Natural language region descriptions

Segment Open

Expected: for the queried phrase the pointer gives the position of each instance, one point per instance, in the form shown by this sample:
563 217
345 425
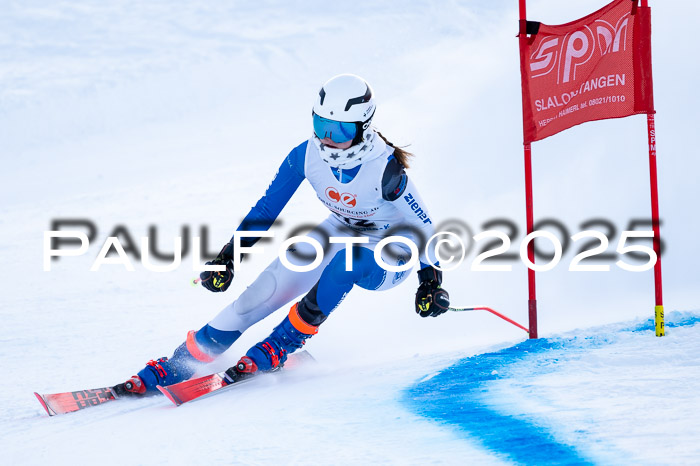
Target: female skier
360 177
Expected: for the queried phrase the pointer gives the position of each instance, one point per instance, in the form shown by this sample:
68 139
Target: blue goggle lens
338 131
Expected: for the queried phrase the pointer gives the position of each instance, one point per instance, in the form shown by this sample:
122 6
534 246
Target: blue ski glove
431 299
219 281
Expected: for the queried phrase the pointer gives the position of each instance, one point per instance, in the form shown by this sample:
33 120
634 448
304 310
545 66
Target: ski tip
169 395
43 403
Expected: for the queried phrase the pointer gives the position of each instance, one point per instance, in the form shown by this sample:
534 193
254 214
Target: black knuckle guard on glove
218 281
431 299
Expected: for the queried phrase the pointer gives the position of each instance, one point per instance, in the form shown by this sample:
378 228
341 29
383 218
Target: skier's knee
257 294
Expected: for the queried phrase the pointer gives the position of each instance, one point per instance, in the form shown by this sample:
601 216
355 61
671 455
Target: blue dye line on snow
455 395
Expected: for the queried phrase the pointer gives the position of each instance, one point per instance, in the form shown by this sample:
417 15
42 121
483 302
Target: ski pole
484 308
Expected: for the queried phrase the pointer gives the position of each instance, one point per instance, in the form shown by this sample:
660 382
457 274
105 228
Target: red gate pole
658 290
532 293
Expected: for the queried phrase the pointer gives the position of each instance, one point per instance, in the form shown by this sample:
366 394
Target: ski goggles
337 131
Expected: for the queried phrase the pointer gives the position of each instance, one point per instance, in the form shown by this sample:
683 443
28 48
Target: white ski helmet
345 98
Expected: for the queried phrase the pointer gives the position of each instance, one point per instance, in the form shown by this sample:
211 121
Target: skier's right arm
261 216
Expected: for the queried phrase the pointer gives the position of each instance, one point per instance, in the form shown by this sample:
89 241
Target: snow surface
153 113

Segment Closed

• WORK ORDER: Output all entries unchanged; skip the pictures.

• SOLUTION TO THE EXERCISE:
Expected: for the queried phrase the pointer gives the position of each instance, one point per instance, in the form shown by this sample:
563 217
345 425
Target: female skier
360 177
Expected: for the queried phrase the pointer gives the position of each instance, one point per instance, in the form shown by this sample:
68 139
Target: blue goggle lens
338 131
Expected: for the queried phrase the pointer gives the position of each instance, one point per instance, in the form shown by this sample:
122 6
534 246
Target: blue ski glove
431 299
219 281
Expected: for the queried phrase the pointer gives the position of each instance, one point per instance, in the form shown by this sample:
33 120
634 448
304 310
545 66
Target: ski tip
169 395
43 403
Expected: for the queried phrase the pointer gives the position of each instance, one point per instance, in the form shown by this sample:
534 193
254 214
Target: black knuckle guard on glove
218 281
431 299
Expected: for the queried phrase the pointer gives the position of each instance, one point per instance, in the form shown by this sample:
378 228
341 29
383 218
Target: skier's knee
257 294
Expected: for the queried phrase the pointer gives the position of each instance, one point per instance, in the form shown by this sample:
601 216
355 61
671 455
Target: blue dye line on snow
455 395
Expected: for the queried phrase the pointer gives the position of each instance, one point per instance, in the form shown by this sample:
417 15
42 121
483 302
Target: ski pole
484 308
Expected: for the queried phrase the pointer gives the position of each instance, one point per instance, in the form shown by this sample:
660 382
457 274
105 228
Target: red gate pole
658 290
532 293
Expected: for the queried phrase the pointer gives the position of each instance, one point per instance, in the form shown by this sample:
366 394
Target: ski goggles
337 131
Expected: for the queried phrase the pointer gives the position of each instance, one point per instance, in the form shown by this sample:
683 443
28 48
Target: white ski helmet
345 98
Expected: for the queried phrase the pointer gives the position of each instance, one point per instance, in the form shown by this sample:
211 121
Target: skier's right arm
261 216
Expected: for the queried phrase the pointer gives the position of each instance, one point per instance, in the form shown by this sample:
89 241
Target: snow surface
153 113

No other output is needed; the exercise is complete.